-- Begin Provided data --
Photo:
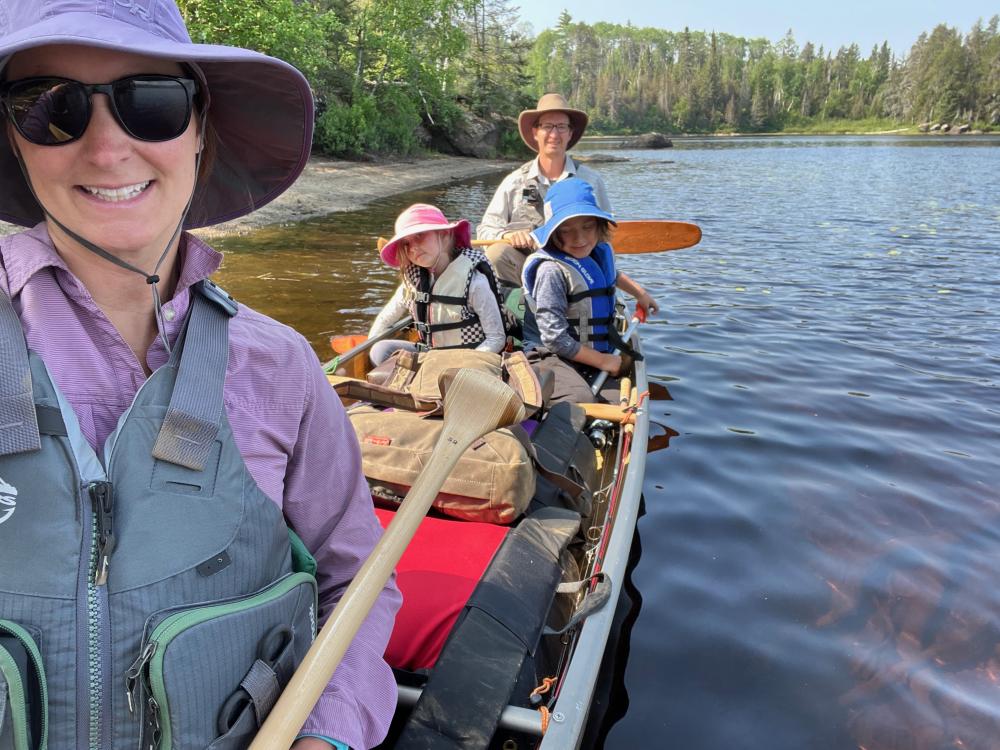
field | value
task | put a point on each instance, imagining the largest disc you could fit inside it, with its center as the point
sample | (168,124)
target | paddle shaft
(474,406)
(646,236)
(595,388)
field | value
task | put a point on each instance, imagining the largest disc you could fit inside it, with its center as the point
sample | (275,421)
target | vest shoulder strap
(194,414)
(18,420)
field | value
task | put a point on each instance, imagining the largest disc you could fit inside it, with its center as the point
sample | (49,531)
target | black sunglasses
(55,111)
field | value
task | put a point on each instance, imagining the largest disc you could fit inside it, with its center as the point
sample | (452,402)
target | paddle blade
(343,344)
(646,236)
(635,237)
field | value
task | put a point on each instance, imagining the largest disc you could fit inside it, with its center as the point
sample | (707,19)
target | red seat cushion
(436,575)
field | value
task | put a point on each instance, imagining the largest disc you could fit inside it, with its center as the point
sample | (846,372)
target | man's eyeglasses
(562,128)
(55,111)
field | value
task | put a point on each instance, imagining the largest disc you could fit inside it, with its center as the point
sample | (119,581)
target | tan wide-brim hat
(551,103)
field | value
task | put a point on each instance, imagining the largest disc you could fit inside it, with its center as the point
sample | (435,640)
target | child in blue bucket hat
(159,441)
(569,288)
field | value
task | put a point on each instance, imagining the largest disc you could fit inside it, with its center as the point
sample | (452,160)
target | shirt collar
(569,169)
(27,253)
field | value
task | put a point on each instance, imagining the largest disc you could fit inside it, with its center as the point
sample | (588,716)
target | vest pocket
(209,675)
(23,691)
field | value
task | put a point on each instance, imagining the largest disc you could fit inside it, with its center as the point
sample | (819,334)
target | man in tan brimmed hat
(551,129)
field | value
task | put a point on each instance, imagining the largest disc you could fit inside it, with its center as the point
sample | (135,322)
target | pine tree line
(641,79)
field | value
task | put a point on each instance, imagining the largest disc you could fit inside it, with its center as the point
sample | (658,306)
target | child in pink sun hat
(447,287)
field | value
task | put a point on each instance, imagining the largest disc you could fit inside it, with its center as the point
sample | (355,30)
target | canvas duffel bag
(492,483)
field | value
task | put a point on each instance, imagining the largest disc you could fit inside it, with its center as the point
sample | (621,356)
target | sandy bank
(328,186)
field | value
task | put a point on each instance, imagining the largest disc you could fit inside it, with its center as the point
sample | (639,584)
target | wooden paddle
(331,366)
(473,406)
(635,237)
(647,236)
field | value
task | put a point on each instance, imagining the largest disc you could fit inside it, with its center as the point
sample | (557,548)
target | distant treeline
-- End Provided data --
Problem statement
Except for the pictures, print the data above exactly.

Reply
Photo:
field | value
task | put a point on each instance, imagining the largest disc you could fit inside it, with its center as the point
sample | (168,124)
target | paddle shaft
(474,406)
(646,236)
(595,388)
field | value
task | put a point on each instance, imagining the largest disc you could fit inside it, with its center as the point
sample | (275,421)
target | vest shoulder strap
(194,414)
(18,420)
field | value
task | put a point on each instance, imagining the largest disc you could fit inside it, with its center as the point
sample | (49,531)
target | black sunglasses
(55,111)
field | value
task | put a point on each instance, imagining the largest disc you could fit inside it, with its center as the point
sample | (452,402)
target | paddle blade
(343,344)
(646,236)
(635,237)
field | value
task | put a point on each instance, imagining the largest disc you could fit inside it, with its center as the point
sample | (707,19)
target | red seat cushion
(436,575)
field | value
task | put a point on each instance, imagining the largest disc you could fit inside it, with its center as the point
sample | (846,372)
target | man's eyeglasses
(562,128)
(55,111)
field | value
task | put a point on each instance, imagining the largest disc you could fit inside it, with its center as the point
sample | (119,581)
target | tan wide-brim hat
(551,103)
field | value
task | put a point on each instance, imagining the largest disc you could fit inside it, with its center as the point
sample | (435,640)
target | child in blue bucket hat
(159,441)
(569,288)
field | value
task | put a point on each instance, imagining the largest disc you could fit inside it, with its center as the point
sample | (452,160)
target | shirt collar
(569,169)
(27,253)
field | value
task | put a point on each instance, imagining the largest disc you could fit inside it, with its center as the point
sample | (588,716)
target | vest pocket
(209,675)
(23,691)
field | value
task | put a point on each instance, imagining the largest disc you could fit inside it, with its center as the point
sample | (819,334)
target | man in tan brimmed hat
(551,129)
field | value
task | put a point on each instance, imagining the largest disc you could fit inside it, with its center as the point
sample | (135,322)
target | pine tree line
(641,79)
field | value
task | put a point on each instance, imagining the largest disc you could fit inside it, with its center as the point
sample | (658,306)
target | child in pink sun hat
(447,287)
field | value
task | put a point on each instance, imagining the largest disc you could fit inside it, with its center as the point
sample | (355,30)
target | canvas duffel bag
(492,483)
field | value
task | put a point on each instance, imagining the largest disc you could fit inside it, with its center as the point
sample | (621,356)
target | sandy bank
(328,186)
field | value
task | put a point on each instance, imagining the largest disc you could fit inside it, with its center as the point
sample | (639,584)
target | wooden paddle
(331,366)
(473,406)
(635,237)
(647,236)
field | value
task | put a point on each instance, imagining the largest disc you could fit inside it, with its center as the point
sample | (557,548)
target | distant treeline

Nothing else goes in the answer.